SOURCE EXCERPT
---------------

For the bharal, the main problem that caused bias in the distances at which individuals were captured was the inadequate camera view because of slopes. The ruggedness of the landscape also influences the approach angle and the distance covered by the cameras: those on hilltops or at the base of a hill covered distances of 10–20 m, whereas cameras on hill slopes covered distances of 6–10 m (depending on the slope). Topographic variability probably also influenced detection probability and the estimated angle of the camera view. Future studies in similar landscapes could use statistical tests to examine the effects of these parameters more thoroughly.

Another issue encountered with the group-living bharal was that animals grazing close to the camera blocked the view of animals that were further away. This can make it impossible to calculate the distance from the camera for individuals in the background, leading to a bias towards individuals recorded at shorter distances. However, such incidents were relatively rare in our study (six occasions). Herd behaviour also affects captures, as bharals tend to follow the first individual when moving together. Because we analysed individual distances from the camera, this can cause heaping in the distances recorded (Fig. 3).

Distance sampling with camera traps requires setting the cameras in burst or video mode. Our effort to implement this method in the Greater Himalayan alpine habitats failed because cameras were continuously triggered by grass movements in the field of view (RP, pers. obs., 2017). We had to discard data from four camera traps in this study for the same reason. Mounting cameras higher off the ground could help minimize this problem. In addition, the imprecise (high CV) estimates suggest that more sampling locations are required to improve precision (Howe et al., Reference Howe, Buckland, Després-Einspenner and Kühl2017; Cappelle et al., Reference Cappelle, Després-Einspenner, Howe, Boesch and Kühl2019).

The ability of camera sensors to detect moving animals may vary depending on camera type and placement, temperature, and humidity (Hofmeester et al., Reference Hofmeester, Rowcliffe and Jansen2017). Different camera models can be tested at a site to assess the ability to detect animals. There could be inconsistencies between the theoretical and actual angle of view θ, which can lead to biased estimates. This can result in underestimates if sensors are less sensitive to movements near the edges of the camera's field of view (i.e. the effective angle can be smaller than the assumed angle). This can be addressed with field tests to estimate the effective angle θ, which can then be accounted for in the analysis. Imprecise measures of distance should not be an issue if they are appropriately binned in distances for the analysis (Buckland et al., Reference Buckland, Rexstad, Marques and Oedekoven2015). However, imprecise estimates of the target species’ availability for detection can cause erroneous estimates. Care should thus be taken in selecting the appropriate time period of animal activity and availability for detection (Howe et al., Reference Howe, Buckland, Després-Einspenner and Kühl2017).

---------------

(Dataset rows)
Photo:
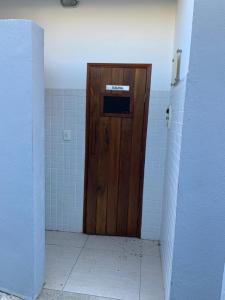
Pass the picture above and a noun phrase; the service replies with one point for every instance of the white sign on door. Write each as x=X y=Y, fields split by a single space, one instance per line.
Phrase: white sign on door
x=118 y=88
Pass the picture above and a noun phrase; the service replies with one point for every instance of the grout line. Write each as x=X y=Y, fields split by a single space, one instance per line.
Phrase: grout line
x=76 y=294
x=73 y=266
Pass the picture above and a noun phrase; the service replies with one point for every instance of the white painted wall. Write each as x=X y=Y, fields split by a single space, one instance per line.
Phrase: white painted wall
x=22 y=223
x=223 y=287
x=100 y=31
x=199 y=255
x=183 y=41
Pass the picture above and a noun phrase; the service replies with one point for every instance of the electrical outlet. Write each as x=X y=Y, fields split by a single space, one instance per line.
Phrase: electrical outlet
x=67 y=136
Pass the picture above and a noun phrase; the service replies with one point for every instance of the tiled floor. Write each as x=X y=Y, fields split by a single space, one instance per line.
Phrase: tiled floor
x=111 y=267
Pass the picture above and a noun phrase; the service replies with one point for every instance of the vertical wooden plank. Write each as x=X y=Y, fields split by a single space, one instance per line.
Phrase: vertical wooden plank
x=94 y=79
x=124 y=182
x=113 y=174
x=102 y=179
x=135 y=172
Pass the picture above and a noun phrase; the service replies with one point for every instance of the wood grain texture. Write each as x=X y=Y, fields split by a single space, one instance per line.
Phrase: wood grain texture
x=115 y=151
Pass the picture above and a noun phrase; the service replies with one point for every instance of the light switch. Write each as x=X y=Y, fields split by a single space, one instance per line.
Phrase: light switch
x=67 y=135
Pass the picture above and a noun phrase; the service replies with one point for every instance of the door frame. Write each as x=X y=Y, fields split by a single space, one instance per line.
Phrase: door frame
x=148 y=68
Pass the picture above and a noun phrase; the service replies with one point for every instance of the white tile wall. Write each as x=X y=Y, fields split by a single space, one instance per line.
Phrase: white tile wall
x=65 y=159
x=65 y=109
x=171 y=182
x=154 y=166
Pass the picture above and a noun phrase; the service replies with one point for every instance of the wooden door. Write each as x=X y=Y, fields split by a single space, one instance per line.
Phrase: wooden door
x=116 y=125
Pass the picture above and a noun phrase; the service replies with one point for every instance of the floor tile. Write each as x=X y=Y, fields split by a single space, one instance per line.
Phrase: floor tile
x=65 y=238
x=59 y=263
x=128 y=245
x=106 y=273
x=152 y=294
x=4 y=296
x=57 y=295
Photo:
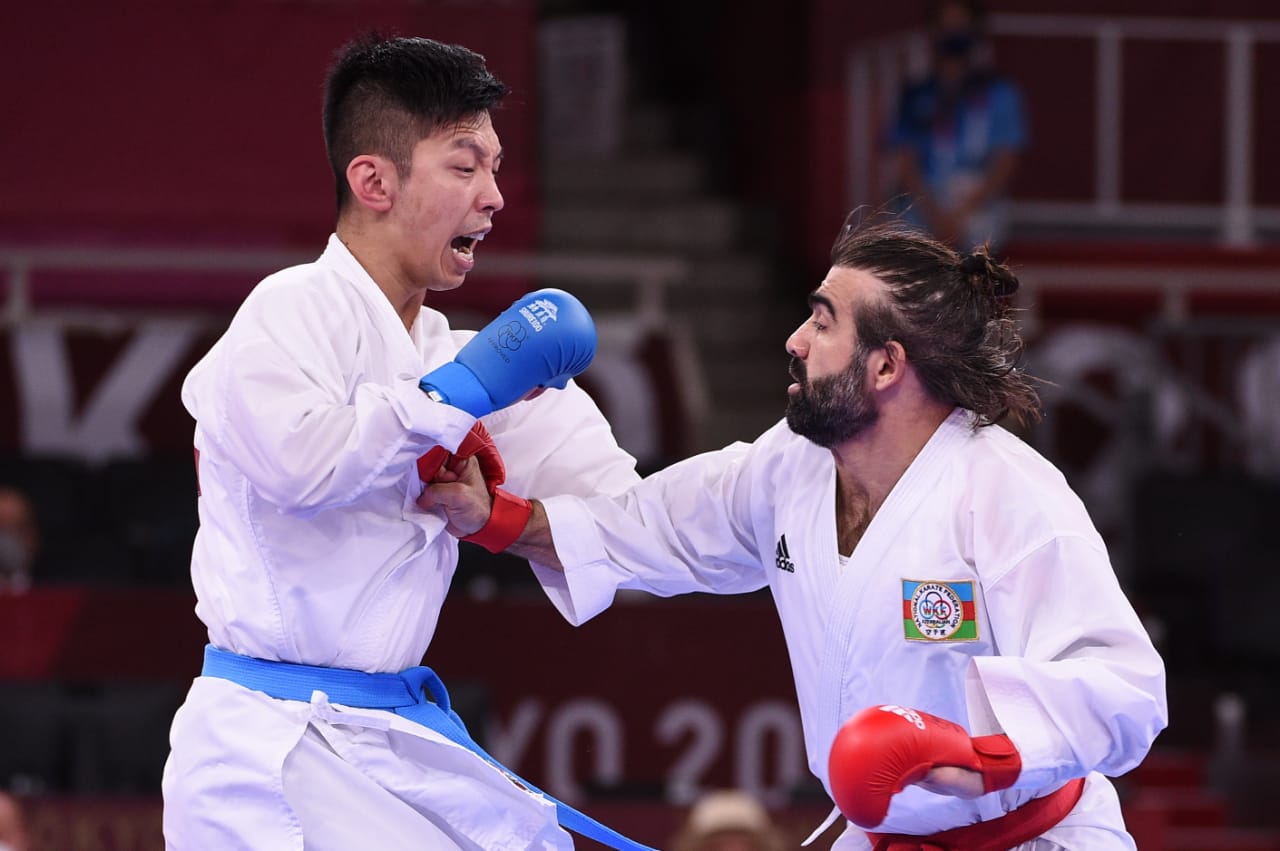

---------------

SET PROBLEM A
Check each statement against the camera-trap passage and answer yes or no for each, quoting the words of the passage that decide it. (i) Cameras placed on hill slopes covered distances of 10–20 m. (ii) Data from four camera traps were discarded in the study. (iii) Animals nearby blocking the view of animals farther away happened on six occasions.
SET PROBLEM B
Reproduce the camera-trap passage from "For the bharal, the" up to and including "parameters more thoroughly.".
SET PROBLEM C
Carry on the camera-trap passage from the point where it stops.

EXERCISE RESULT A
(i) No: "cameras on hill slopes covered distances of 6–10 m (depending on the slope)"
(ii) Yes: "We had to discard data from four camera traps in this study for the same reason."
(iii) Yes: "such incidents were relatively rare in our study (six occasions)"

EXERCISE RESULT B
For the bharal, the main problem that caused bias in the distances at which individuals were captured was the inadequate camera view because of slopes. The ruggedness of the landscape also influences the approach angle and the distance covered by the cameras: those on hilltops or at the base of a hill covered distances of 10–20 m, whereas cameras on hill slopes covered distances of 6–10 m (depending on the slope). Topographic variability probably also influenced detection probability and the estimated angle of the camera view. Future studies in similar landscapes could use statistical tests to examine the effects of these parameters more thoroughly.

EXERCISE RESULT C
Distance sampling with camera traps has paved the way for a new analytical approach to estimate the abundance of both group-living and solitary mountain ungulates in rugged and inaccessible terrains of the Himalaya. It can to some extent overcome the logistic constraints associated with rugged terrain and harsh weather that affect other methods such as point counts and transects sampling. These traditional methods are difficult to implement effectively in a high-altitude, rugged and remote landscape because they require cover of most vantage points in a single day or within a defined, short period of time (Singh & Milner-Gulland, Reference Singh and Milner-Gulland2011). In addition, the low number of detections often limits the conventional analytical process. Indirect observations such as dung counts can be useful but require estimation of the decay rate, which is often difficult to obtain (Buckland, Reference Buckland, Anderson, Burnham, Laake, Borchers and Thomas2001; Kuehl et al., Reference Kuehl, Todd, Boesch and Walsh2007). Distance sampling with camera traps can work for longer periods in the field and may help to overcome the challenges presented by low numbers of detections and observer bias (Cappelle et al., Reference Cappelle, Després-Einspenner, Howe, Boesch and Kühl2019). An important advantage of camera traps over conventional distance sampling is that they are better suited to monitor solitary, elusive and nocturnal species such as the Himalayan musk deer. Camera traps have been extensively used to survey the snow leopard Panthera uncia. A slight modification in the sampling design (modified camera placement) could help gain information on its main prey species, including the bharal, the ibex Capra sibirica, the argali Ovis ammon and the musk deer.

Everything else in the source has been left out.